Exercise objective: In the copy, include every entry exactly but none of the pictures.

::: Data in this exercise

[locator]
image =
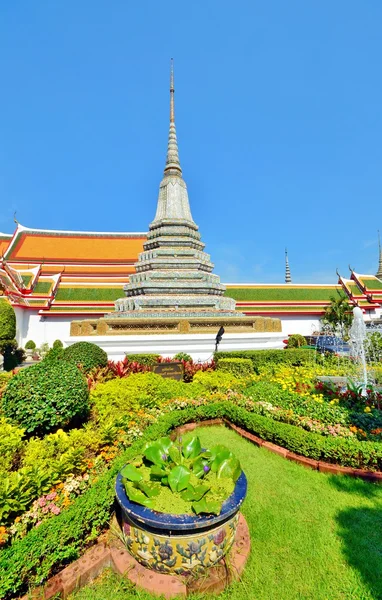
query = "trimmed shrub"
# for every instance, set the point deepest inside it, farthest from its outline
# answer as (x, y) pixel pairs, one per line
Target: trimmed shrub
(296, 341)
(7, 321)
(118, 397)
(294, 356)
(86, 355)
(148, 360)
(237, 366)
(56, 542)
(219, 381)
(46, 396)
(10, 443)
(183, 356)
(53, 355)
(30, 345)
(13, 355)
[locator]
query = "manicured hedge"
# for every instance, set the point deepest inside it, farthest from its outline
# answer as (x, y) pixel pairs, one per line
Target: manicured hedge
(149, 360)
(237, 366)
(260, 358)
(61, 539)
(85, 354)
(7, 321)
(46, 396)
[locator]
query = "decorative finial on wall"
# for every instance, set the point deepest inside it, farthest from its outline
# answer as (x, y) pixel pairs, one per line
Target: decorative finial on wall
(379, 272)
(172, 162)
(288, 278)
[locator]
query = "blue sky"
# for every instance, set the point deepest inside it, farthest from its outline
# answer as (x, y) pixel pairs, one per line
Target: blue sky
(278, 114)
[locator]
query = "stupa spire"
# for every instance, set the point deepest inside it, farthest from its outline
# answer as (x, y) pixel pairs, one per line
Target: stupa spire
(288, 278)
(379, 272)
(172, 161)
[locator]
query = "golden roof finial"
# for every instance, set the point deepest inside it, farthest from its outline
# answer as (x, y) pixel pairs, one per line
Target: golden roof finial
(379, 272)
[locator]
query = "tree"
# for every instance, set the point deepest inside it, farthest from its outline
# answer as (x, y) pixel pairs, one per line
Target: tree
(339, 315)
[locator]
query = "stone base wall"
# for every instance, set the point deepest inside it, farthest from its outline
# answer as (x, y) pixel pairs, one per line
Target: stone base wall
(121, 326)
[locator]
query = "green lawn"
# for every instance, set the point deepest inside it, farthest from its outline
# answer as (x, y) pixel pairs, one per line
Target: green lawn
(313, 536)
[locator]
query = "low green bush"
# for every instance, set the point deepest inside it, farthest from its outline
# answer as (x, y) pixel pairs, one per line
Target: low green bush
(7, 320)
(149, 360)
(237, 366)
(11, 438)
(13, 356)
(46, 396)
(53, 355)
(56, 542)
(259, 358)
(30, 345)
(86, 355)
(220, 381)
(296, 341)
(4, 378)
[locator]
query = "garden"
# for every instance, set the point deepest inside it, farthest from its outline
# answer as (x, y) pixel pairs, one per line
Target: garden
(74, 420)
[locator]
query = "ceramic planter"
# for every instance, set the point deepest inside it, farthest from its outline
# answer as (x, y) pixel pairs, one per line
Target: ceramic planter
(179, 544)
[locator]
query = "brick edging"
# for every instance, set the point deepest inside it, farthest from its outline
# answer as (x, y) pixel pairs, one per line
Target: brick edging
(112, 553)
(316, 465)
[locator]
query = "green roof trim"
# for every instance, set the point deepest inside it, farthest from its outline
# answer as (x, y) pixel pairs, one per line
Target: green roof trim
(88, 294)
(274, 294)
(371, 283)
(87, 309)
(281, 308)
(26, 279)
(42, 287)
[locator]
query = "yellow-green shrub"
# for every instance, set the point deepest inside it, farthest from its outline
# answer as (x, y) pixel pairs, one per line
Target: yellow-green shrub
(10, 443)
(221, 381)
(237, 366)
(139, 391)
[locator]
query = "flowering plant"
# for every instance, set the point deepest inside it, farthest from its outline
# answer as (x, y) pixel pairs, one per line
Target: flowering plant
(181, 477)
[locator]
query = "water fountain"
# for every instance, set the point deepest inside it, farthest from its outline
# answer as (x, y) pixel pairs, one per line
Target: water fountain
(358, 335)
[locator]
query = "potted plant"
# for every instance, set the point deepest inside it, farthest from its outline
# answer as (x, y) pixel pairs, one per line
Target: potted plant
(30, 347)
(179, 504)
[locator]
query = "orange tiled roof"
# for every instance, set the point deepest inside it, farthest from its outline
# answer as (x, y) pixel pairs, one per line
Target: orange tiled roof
(31, 245)
(4, 242)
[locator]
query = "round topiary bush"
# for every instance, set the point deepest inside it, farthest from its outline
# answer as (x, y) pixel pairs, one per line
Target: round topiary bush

::::::

In response:
[locator]
image =
query = "trimmed shrub"
# for every instance, set the point deepest inside it, farthest from its outline
# answer as (x, y) pixel pairs, one per line
Target: trimmed shrub
(296, 341)
(7, 321)
(118, 397)
(294, 356)
(86, 355)
(148, 360)
(237, 366)
(56, 542)
(219, 381)
(46, 396)
(10, 443)
(183, 356)
(53, 355)
(30, 345)
(13, 355)
[locator]
query = "manicured hedge"
# for every instance, set the point deepest inside it, farthest from its outline
# answer as (x, y) pixel pairs, one per line
Target: manicured hedge
(149, 360)
(237, 366)
(260, 358)
(61, 539)
(85, 354)
(7, 321)
(46, 396)
[locator]
query = "decorative finial on wall"
# for every instance, set the point deepest inside it, farthest from its outline
# answer as (x, y) pixel pairs, one per line
Target: decorative finial on wall
(379, 272)
(172, 162)
(288, 278)
[locator]
query = "blue sky"
# for every instance, set the point deepest inside it, farthest from its outline
# answer as (x, y) pixel pairs, one per line
Target: blue sky
(278, 114)
[locator]
query = "stupa spire"
# for every instance, set the point deepest inside it, farthest from its outline
# answer as (x, y) pixel pairs, one per line
Target: stupa spire
(288, 278)
(379, 272)
(172, 161)
[locator]
query = "golden roof finial"
# for every instance, set the point deepest inside it, farthest from its outline
# answer as (x, y) pixel pairs, one per line
Target: golden roof finial
(379, 272)
[locator]
query = "tree"
# for every instance, set the point deepest inside it, farthest from its outline
# answer as (x, y) pixel pairs, one per line
Target: tree
(339, 315)
[locator]
query = "stone base wall"
# for every instance, set the point deepest inside it, farthest from its outline
# answer as (x, y) pixel pairs, one per line
Target: stone base wall
(121, 326)
[locator]
query = "green lawn"
# for every instance, set the point deepest inside it, farthest from its outline
# answer as (x, y) pixel pairs, one per line
Target: green lawn
(313, 536)
[locator]
query = "low green bush"
# for every instance, set the point deepest inside it, farthest from its outline
# answer as (x, y) pixel pairs, one per line
Target: low green bush
(7, 320)
(149, 360)
(237, 366)
(11, 438)
(13, 356)
(46, 396)
(53, 355)
(56, 542)
(259, 358)
(30, 345)
(86, 355)
(220, 381)
(296, 341)
(4, 378)
[locator]
query = "garden"
# for every instance, set the point deepest inside it, farthest from its outline
# answer as (x, y) pixel pairs, one per line
Target: garden
(74, 420)
[locator]
query = "ceramic planter"
# for every instance, set the point deepest inside it, farthest from its outline
# answer as (x, y) pixel pairs, one per line
Target: ceramic planter
(179, 544)
[locator]
query = "brick edging"
# for every instance, set the point deepest inside it, farthest from its outline
# answer as (x, y) pixel pairs, one per line
Target: brick edging
(112, 553)
(316, 465)
[locator]
query = "green roof trim"
# for every instance, set the point deepest inside it, farthest from its outline
# answer as (x, y) pixel pairs, one per line
Target: green roof trim
(88, 294)
(274, 294)
(371, 283)
(87, 309)
(281, 308)
(26, 279)
(42, 287)
[locator]
query = "yellow-green shrub"
# for every instance, set the point deepest inside it, farthest from its outline
# answer as (x, y) pixel pairs, one per line
Target: yellow-green shrub
(10, 443)
(221, 381)
(237, 366)
(139, 391)
[locator]
query = "flowering plant"
# for every instance, set the point deepest inside it, farthest from its outline
# answer as (x, y) pixel pairs, one per line
Target: flowering plant
(181, 477)
[locator]
query = "water fountain"
# for every instance, set the point deepest inside it, farthest from its outline
# answer as (x, y) pixel pairs, one per line
Target: water fountain
(358, 335)
[locator]
query = "potted plant"
# for every instance, set the point deepest inside it, farthest from its outline
# answer as (x, y) pixel pairs, one per line
Target: potted plant
(30, 347)
(179, 504)
[locator]
query = "orange tiled roof"
# for every instance, set the point deepest inside it, farthest from its outline
# answer as (x, y) pixel pairs, one per line
Target: orange tiled roof
(31, 245)
(4, 242)
[locator]
query = "round topiary bush"
# for every instance, set the point deepest inside it, farthest from its outline
# answer as (x, y) pixel pairs, one per line
Target: round topiary bush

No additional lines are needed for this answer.